EXTRACTED RECORDS:
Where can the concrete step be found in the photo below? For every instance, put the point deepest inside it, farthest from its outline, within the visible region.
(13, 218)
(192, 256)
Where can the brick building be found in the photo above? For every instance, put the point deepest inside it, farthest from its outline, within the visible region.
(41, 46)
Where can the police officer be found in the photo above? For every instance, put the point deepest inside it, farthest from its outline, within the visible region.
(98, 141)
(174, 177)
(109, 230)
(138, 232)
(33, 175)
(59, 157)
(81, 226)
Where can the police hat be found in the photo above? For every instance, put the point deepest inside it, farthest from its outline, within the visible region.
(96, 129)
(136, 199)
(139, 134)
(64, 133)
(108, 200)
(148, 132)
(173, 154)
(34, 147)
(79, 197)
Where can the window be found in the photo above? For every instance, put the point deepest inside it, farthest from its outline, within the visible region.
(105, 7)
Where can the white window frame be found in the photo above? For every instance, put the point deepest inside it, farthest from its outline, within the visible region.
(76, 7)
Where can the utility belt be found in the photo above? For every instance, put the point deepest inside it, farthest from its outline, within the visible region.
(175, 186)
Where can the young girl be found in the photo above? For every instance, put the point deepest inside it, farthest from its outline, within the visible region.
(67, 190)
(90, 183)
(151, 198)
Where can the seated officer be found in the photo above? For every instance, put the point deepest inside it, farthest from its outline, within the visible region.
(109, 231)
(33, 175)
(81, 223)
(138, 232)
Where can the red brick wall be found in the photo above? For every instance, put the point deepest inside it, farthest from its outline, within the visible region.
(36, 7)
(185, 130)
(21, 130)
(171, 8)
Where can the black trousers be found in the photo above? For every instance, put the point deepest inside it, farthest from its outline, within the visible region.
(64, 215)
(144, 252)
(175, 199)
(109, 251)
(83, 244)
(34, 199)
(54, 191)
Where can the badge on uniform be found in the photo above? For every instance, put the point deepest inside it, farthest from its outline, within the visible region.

WHAT IS EXPECTED: Restate the records, all of them, precisely as written.

TASK ANSWER:
Where can the concrete step be found in the photo below? For every instance, put the point deepest inside it, farthest from its outline, within the visible region.
(13, 218)
(192, 256)
Where can the brick building be found in the photo above? For every instance, put the point deepest inside it, farthest from its outline, within the visible region.
(41, 46)
Where can the police officer be found in the photo above? For every instance, put the point deepest inside it, farthest from its outline, within the visible region.
(98, 141)
(174, 177)
(109, 230)
(138, 232)
(33, 175)
(59, 157)
(81, 226)
Where can the police hat be found in the photo above? For every instance, put the point deepest inside it, farthest from its outline, within the visible region.
(96, 129)
(136, 199)
(139, 134)
(64, 133)
(108, 200)
(148, 132)
(173, 154)
(34, 147)
(79, 197)
Where can the window be found in the photo above? For every instance, put the point deepest inside it, farthest from its outline, within the visible region.
(105, 7)
Where can the white window frame be found in the photo above? For every instance, put the point deepest inside it, farthest from its outline, within the visible region.
(76, 7)
Where can the utility belt be found in the photo above? For every instance, put the point deepest inside it, farthest from its outline, within the visible region.
(175, 186)
Where can the young girl be found in the photo above? For every instance, put the point deepest inside it, farthest from its outline, within the visible region.
(67, 190)
(90, 183)
(151, 198)
Where can the seated officer be found in the photo above? For every instance, put the point deepest inside it, farthest from its outline, within the visible region.
(109, 231)
(33, 175)
(81, 223)
(138, 232)
Where can the red brick wall be found in the photo above? For every instance, put the point deepest inside it, farthest from its outline, within the visible region.
(36, 7)
(185, 130)
(21, 130)
(171, 8)
Where can the black trousers be found in the photo above? For every instance, put the point deepest inside it, farthest from its outline, within the visible region.
(64, 215)
(144, 252)
(175, 199)
(109, 251)
(83, 244)
(34, 199)
(54, 191)
Where can the badge on uniform be found in the photo above? For every instance, put the point deepest inside it, farthest from its outline, within the visible region.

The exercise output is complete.